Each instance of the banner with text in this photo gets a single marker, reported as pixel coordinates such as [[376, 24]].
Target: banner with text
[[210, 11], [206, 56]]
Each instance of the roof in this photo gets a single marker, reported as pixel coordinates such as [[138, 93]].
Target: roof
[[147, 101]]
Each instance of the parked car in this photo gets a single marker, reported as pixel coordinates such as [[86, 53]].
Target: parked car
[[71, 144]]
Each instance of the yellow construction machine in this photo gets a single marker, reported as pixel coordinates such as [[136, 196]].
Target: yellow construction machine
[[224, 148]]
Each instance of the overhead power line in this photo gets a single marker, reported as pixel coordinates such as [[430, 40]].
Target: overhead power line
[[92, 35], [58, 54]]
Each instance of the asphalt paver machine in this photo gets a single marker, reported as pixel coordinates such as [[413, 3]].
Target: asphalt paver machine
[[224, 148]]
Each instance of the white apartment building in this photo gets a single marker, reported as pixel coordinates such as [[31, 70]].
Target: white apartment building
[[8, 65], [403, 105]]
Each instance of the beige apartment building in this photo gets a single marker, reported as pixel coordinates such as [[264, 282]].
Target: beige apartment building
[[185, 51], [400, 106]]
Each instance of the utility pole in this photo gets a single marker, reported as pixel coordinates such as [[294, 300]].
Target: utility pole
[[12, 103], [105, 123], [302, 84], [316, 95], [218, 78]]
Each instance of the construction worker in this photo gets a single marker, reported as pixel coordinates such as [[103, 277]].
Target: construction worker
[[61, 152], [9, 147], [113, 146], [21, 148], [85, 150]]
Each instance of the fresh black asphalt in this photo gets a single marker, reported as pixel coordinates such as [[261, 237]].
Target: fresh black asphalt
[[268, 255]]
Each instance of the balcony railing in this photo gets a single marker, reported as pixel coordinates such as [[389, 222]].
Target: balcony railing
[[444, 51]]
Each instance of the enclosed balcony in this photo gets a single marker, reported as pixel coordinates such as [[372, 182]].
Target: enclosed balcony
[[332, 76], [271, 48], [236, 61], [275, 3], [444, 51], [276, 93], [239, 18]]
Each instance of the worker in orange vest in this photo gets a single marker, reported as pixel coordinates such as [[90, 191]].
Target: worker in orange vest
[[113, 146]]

---

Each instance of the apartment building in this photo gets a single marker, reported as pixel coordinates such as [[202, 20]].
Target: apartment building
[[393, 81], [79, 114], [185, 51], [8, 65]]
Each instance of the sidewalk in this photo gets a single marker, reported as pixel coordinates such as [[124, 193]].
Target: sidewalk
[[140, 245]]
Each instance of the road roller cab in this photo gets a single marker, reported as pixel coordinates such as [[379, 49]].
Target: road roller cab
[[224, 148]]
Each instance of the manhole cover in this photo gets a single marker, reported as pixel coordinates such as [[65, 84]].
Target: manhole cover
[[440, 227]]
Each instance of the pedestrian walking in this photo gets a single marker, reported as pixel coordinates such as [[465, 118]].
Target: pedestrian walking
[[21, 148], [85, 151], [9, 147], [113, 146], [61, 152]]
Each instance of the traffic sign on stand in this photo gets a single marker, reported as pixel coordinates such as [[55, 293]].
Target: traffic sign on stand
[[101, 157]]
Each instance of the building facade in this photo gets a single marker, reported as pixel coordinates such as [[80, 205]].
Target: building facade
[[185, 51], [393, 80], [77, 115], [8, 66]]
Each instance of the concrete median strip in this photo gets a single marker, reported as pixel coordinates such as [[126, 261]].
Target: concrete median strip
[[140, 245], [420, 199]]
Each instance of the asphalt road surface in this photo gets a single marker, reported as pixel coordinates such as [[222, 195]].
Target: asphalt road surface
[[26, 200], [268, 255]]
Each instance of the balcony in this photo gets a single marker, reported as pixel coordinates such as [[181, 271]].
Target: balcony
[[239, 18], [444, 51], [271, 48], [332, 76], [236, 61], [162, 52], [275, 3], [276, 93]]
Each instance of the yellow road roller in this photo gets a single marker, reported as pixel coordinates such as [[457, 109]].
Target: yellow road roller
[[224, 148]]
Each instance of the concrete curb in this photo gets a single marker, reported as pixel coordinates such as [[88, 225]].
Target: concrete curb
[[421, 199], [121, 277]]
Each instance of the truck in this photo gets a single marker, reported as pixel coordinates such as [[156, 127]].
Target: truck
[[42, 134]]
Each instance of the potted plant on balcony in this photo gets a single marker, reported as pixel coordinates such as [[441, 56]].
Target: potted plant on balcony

* [Instructions to follow]: Recast the stretch from the line containing "Each instance of the parked" through the line containing "93], [239, 18]]" as a Markdown table with the columns Row and Line, leaving out blank lines.

* [Output below]:
| Row | Line |
|---|---|
| 1 | Each instance of the parked car in this photo gets a single marker, reported as pixel coordinates such as [[86, 53]]. |
| 2 | Target: parked car |
| 3 | [[71, 144]] |
| 4 | Each instance of the yellow construction machine in this photo gets a single marker, reported as pixel coordinates such as [[136, 196]]. |
| 5 | Target: yellow construction machine |
| 6 | [[224, 148]] |
| 7 | Each instance of the overhead power line in this photo gets a single marker, reported as pixel coordinates such as [[430, 40]]. |
| 8 | Target: overhead power line |
| 9 | [[92, 35], [58, 54]] |
| 10 | Each instance of the asphalt paver machine in this photo gets a single marker, reported as pixel coordinates such as [[413, 3]]. |
| 11 | Target: asphalt paver machine |
| 12 | [[224, 148]] |
| 13 | Each instance of the white apartment building in this photo gets a single marker, reported as pixel coordinates such as [[31, 70]]. |
| 14 | Target: white apartment building |
| 15 | [[8, 65], [403, 105]] |
| 16 | Each instance of the beige apartment building in this photo gets a single marker, reported as pixel coordinates such as [[264, 282]]. |
| 17 | Target: beige apartment building |
| 18 | [[185, 51], [400, 106]] |
| 19 | Each instance of the utility pole in this photo gets a single marker, reported as pixel coordinates such as [[294, 300]]. |
| 20 | Target: utility pole |
| 21 | [[12, 103], [105, 123], [302, 84], [316, 95], [218, 78]] |
| 22 | Each instance of the construction worker in this photo gets a single marker, reported as pixel coordinates such as [[103, 277]]. |
| 23 | Target: construction worker |
| 24 | [[61, 152], [9, 147], [113, 146], [21, 148], [85, 150]] |
| 25 | Each instance of the fresh black asphalt in this photo gets a single marker, reported as pixel coordinates such as [[261, 237]]. |
| 26 | Target: fresh black asphalt |
| 27 | [[268, 255]] |
| 28 | Each instance of the balcony railing in this photo gets a single marker, reported as pixel coordinates such as [[389, 222]]. |
| 29 | Target: balcony railing |
| 30 | [[444, 51]] |
| 31 | Each instance of the enclosed balcony in this photo gets a single marker, reported as pixel coordinates such as [[372, 182]]. |
| 32 | Target: enclosed balcony |
| 33 | [[332, 76], [271, 48], [236, 61], [275, 3], [444, 51], [276, 93], [239, 18]] |